◆ Set exercise ◆
Render the items as a Markdown table with the columns Row and Item line, starting at the line that contains "Practice: put a marker on each instance of the raised" and ending at the final line of the items. Leave out blank lines and the pictures.

◆ Object point labels ◆
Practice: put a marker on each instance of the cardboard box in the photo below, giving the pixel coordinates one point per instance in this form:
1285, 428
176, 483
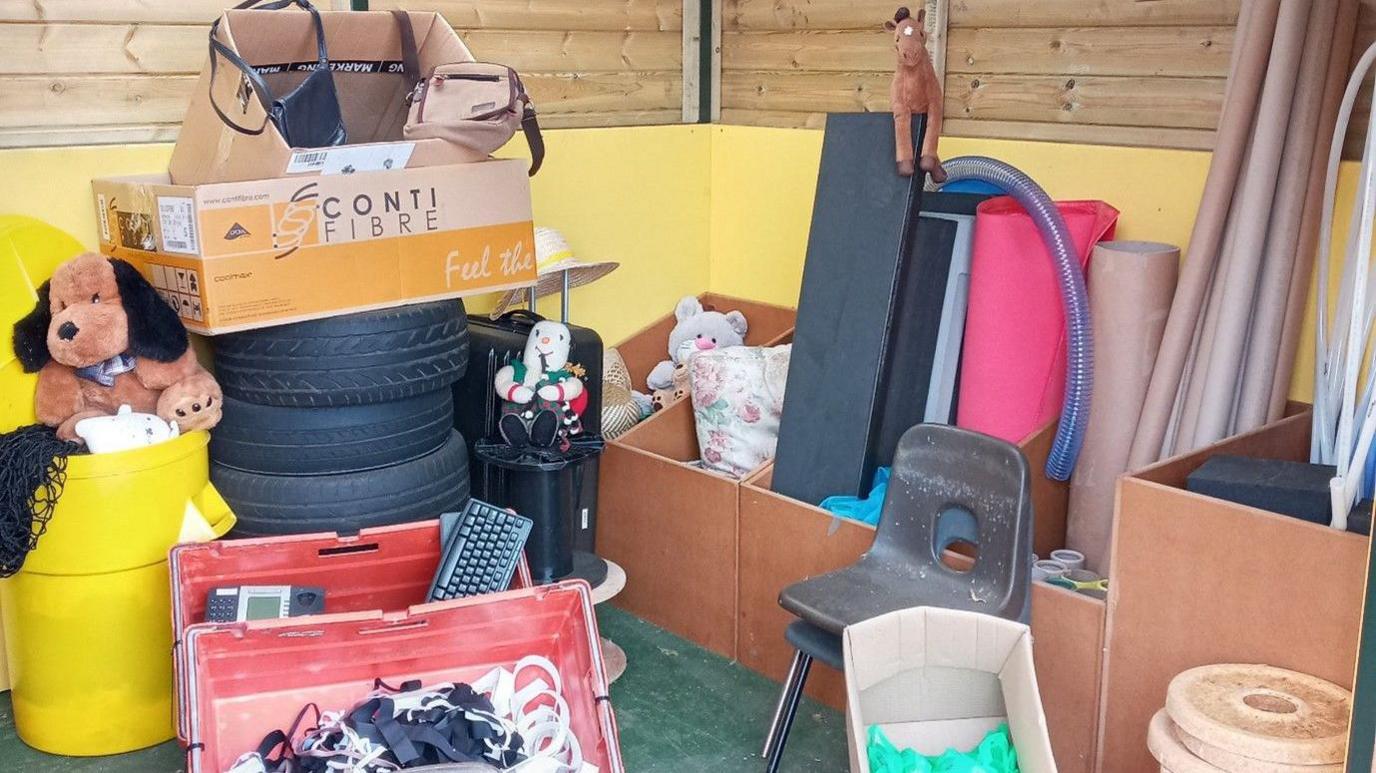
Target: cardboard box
672, 526
943, 678
1201, 581
365, 52
234, 256
783, 541
650, 345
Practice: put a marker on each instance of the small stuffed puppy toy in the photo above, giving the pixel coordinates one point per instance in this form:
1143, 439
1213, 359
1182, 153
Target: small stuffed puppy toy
99, 339
542, 394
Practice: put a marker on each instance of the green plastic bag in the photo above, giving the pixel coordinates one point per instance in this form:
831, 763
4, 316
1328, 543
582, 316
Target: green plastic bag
995, 754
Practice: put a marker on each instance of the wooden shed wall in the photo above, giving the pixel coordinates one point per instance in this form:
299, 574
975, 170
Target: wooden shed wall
1109, 72
76, 72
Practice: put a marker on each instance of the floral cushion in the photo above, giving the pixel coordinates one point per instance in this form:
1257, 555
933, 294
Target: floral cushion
736, 399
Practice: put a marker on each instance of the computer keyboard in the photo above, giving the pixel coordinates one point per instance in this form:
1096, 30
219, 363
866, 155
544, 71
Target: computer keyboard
480, 552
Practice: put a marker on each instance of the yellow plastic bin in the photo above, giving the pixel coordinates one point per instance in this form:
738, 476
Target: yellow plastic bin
87, 622
88, 618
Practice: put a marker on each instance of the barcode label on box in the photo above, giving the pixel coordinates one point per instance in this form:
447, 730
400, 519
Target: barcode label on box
176, 215
102, 216
307, 161
352, 158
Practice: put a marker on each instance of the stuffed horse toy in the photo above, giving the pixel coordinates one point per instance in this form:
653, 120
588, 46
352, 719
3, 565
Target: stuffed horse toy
99, 339
544, 398
915, 91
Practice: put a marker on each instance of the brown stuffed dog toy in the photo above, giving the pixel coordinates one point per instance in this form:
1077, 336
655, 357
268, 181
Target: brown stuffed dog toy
915, 90
101, 337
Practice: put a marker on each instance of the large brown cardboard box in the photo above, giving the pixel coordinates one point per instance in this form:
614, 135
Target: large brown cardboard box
365, 54
234, 256
783, 541
1200, 581
672, 527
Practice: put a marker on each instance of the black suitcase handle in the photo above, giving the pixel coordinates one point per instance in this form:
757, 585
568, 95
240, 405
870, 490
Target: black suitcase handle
522, 315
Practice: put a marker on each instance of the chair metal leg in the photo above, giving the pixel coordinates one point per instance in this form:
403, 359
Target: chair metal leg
787, 709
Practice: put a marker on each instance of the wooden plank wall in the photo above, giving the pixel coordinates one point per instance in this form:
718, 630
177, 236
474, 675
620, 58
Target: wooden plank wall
1120, 72
1111, 72
76, 72
79, 72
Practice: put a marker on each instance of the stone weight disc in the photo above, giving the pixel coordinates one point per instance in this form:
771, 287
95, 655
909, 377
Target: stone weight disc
1262, 713
1239, 764
1168, 751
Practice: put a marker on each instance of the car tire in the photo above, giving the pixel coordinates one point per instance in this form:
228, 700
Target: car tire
304, 504
330, 440
352, 359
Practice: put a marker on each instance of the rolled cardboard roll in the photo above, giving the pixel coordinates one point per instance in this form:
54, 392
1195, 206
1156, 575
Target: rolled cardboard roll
1256, 28
1131, 285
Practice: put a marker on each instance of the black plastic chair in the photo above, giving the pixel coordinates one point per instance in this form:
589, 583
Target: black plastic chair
948, 486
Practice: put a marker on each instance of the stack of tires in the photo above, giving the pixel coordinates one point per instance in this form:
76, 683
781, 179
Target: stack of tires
344, 422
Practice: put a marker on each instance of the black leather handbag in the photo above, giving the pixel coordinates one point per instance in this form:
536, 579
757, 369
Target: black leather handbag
308, 116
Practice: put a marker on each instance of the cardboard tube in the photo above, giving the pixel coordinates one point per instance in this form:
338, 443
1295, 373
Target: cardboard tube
1283, 233
1201, 348
1302, 273
1234, 124
1258, 197
1130, 297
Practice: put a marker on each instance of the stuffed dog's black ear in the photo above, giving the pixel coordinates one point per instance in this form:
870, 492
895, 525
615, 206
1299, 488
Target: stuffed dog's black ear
30, 334
156, 332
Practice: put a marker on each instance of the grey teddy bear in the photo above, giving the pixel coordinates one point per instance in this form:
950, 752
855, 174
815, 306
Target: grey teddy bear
698, 329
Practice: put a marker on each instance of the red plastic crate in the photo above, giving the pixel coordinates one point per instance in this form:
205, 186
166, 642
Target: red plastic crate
387, 568
246, 680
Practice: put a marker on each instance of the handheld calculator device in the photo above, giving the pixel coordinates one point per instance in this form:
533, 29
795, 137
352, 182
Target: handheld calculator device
262, 603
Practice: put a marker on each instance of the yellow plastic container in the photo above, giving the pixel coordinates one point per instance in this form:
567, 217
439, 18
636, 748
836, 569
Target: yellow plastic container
124, 510
88, 619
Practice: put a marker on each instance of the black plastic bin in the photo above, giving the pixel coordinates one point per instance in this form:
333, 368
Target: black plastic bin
544, 484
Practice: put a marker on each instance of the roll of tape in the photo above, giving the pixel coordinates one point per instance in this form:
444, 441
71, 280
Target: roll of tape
1046, 568
1072, 559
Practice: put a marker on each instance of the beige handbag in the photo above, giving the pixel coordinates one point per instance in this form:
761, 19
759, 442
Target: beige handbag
476, 105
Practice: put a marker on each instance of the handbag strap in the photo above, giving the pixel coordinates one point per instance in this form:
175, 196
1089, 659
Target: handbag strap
256, 83
410, 55
530, 127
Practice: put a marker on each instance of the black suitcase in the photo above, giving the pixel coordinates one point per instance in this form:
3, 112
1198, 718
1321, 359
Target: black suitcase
494, 343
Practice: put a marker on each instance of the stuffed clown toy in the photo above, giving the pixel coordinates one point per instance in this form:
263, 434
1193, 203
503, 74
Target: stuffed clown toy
542, 394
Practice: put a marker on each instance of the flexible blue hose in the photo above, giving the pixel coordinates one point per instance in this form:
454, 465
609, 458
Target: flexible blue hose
1079, 362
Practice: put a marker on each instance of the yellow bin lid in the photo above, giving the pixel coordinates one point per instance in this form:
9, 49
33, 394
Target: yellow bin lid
30, 251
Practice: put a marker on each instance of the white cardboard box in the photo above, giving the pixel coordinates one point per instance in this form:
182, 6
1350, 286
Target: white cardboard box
939, 678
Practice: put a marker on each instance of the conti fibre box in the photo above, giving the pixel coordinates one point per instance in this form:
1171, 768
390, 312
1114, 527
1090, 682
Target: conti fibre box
235, 256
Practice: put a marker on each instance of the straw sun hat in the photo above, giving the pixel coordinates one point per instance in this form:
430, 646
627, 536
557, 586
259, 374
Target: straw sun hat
553, 257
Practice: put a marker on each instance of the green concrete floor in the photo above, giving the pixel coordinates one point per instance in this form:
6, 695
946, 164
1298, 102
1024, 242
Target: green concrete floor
680, 710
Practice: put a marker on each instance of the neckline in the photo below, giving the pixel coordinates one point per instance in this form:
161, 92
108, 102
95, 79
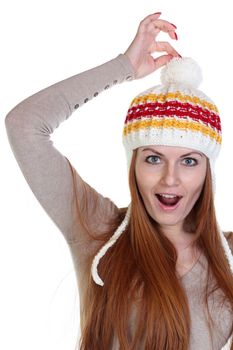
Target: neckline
193, 268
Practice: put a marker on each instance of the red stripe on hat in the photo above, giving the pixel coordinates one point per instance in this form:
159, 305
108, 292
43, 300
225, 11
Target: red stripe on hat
174, 108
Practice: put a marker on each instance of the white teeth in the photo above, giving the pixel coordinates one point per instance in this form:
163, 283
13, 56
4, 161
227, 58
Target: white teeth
168, 195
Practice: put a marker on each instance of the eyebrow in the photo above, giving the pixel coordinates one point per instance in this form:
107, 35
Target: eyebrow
184, 155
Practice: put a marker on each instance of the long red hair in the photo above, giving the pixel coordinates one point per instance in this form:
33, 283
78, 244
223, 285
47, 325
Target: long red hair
139, 274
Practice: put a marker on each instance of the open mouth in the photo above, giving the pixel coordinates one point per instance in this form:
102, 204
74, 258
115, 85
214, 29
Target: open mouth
170, 202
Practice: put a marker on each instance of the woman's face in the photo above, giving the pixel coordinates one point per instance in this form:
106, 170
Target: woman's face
169, 170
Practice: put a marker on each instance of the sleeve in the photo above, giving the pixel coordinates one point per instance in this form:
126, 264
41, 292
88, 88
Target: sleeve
46, 170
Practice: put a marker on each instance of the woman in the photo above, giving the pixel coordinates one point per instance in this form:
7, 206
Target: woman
166, 282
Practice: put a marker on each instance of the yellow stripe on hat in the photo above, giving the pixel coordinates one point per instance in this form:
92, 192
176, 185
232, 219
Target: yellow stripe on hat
165, 123
174, 96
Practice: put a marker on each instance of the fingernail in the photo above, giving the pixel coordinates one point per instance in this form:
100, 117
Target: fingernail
173, 25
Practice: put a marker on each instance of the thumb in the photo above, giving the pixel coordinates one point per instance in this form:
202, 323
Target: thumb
162, 60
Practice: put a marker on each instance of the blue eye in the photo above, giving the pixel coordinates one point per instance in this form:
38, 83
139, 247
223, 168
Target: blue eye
192, 160
151, 162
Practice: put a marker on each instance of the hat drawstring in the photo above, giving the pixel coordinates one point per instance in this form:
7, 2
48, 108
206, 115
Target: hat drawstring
107, 245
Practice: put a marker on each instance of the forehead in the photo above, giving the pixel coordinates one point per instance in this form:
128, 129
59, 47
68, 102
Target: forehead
168, 150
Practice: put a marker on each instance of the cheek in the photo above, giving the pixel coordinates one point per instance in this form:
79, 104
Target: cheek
145, 180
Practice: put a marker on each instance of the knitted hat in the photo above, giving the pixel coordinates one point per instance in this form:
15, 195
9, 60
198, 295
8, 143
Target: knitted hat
174, 113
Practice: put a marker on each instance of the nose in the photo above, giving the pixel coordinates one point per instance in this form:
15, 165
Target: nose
170, 175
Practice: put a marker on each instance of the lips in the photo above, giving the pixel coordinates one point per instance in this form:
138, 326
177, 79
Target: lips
168, 201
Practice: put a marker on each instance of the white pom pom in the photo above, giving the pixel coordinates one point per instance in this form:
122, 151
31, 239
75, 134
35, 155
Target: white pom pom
183, 70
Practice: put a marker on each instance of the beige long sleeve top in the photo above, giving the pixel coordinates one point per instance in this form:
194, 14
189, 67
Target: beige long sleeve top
47, 172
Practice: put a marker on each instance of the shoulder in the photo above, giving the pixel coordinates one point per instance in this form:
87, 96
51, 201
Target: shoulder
229, 237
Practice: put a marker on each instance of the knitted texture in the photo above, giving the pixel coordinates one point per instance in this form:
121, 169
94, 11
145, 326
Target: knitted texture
174, 113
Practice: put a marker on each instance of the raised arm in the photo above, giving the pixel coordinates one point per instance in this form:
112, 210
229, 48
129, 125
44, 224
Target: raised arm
31, 122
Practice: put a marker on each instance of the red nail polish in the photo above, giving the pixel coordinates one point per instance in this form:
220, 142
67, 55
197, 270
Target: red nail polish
173, 25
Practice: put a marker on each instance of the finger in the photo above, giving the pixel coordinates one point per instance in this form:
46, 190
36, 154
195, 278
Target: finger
163, 25
163, 46
151, 17
162, 60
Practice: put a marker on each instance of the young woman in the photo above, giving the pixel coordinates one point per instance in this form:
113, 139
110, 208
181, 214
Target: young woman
158, 274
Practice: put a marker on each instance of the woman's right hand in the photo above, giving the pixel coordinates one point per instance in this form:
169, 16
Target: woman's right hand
140, 50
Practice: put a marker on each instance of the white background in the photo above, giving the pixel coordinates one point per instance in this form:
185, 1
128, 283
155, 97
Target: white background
43, 42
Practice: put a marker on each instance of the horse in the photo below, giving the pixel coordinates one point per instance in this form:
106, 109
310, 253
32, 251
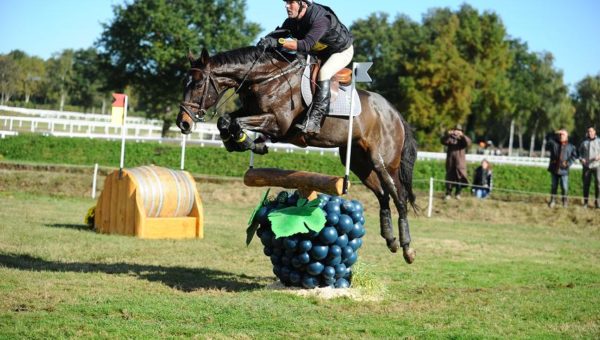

◆ Result of this task ◆
| Row | Item line |
|---|---|
| 1 | Practice: put a marker on each instance of the raised arm in the photo above, giving the pixel coordinates one point per instance in this form: |
| 2 | 112, 210 |
| 3 | 229, 48 |
| 4 | 129, 125 |
| 5 | 44, 224 |
| 6 | Target: raised arm |
| 7 | 31, 122 |
| 8 | Practice: put a marker on each instance of the red nail polish in the photo above, giving the pixel coordinates one point per instance in this form: |
| 9 | 220, 142 |
| 10 | 67, 55 |
| 11 | 197, 270 |
| 12 | Target: red nail polish |
| 13 | 173, 25 |
| 14 | Practice: put a marker on each instance of the finger in the photo above, giving the pixel coordinates one point per instance in this form: |
| 15 | 46, 190 |
| 16 | 36, 154 |
| 17 | 195, 278 |
| 18 | Target: finger |
| 19 | 163, 25 |
| 20 | 163, 46 |
| 21 | 151, 17 |
| 22 | 162, 60 |
| 23 | Practice: put a marker on each instance of the young woman in the photo above, giving the pixel coordinates one point per instance in this form: |
| 24 | 113, 139 |
| 25 | 110, 208 |
| 26 | 181, 214 |
| 27 | Target: young woman |
| 28 | 158, 274 |
| 29 | Practice: put a marker on each instance of the woman's right hand in the photo above, giving the pixel coordinates one point per instance in this form: |
| 30 | 169, 16 |
| 31 | Target: woman's right hand |
| 32 | 140, 50 |
| 33 | Practice: put a marker on each instance of the white background in the photo above, giving the pixel coordinates one point per instance in this form: |
| 34 | 185, 1 |
| 35 | 128, 283 |
| 36 | 155, 97 |
| 37 | Target: white background |
| 38 | 43, 42 |
| 39 | Practice: put a marker on each instance of the horse in the photo below, giving the pixel coordinates one point per instance in this form: |
| 40 | 106, 109 |
| 41 | 310, 253 |
| 42 | 32, 251 |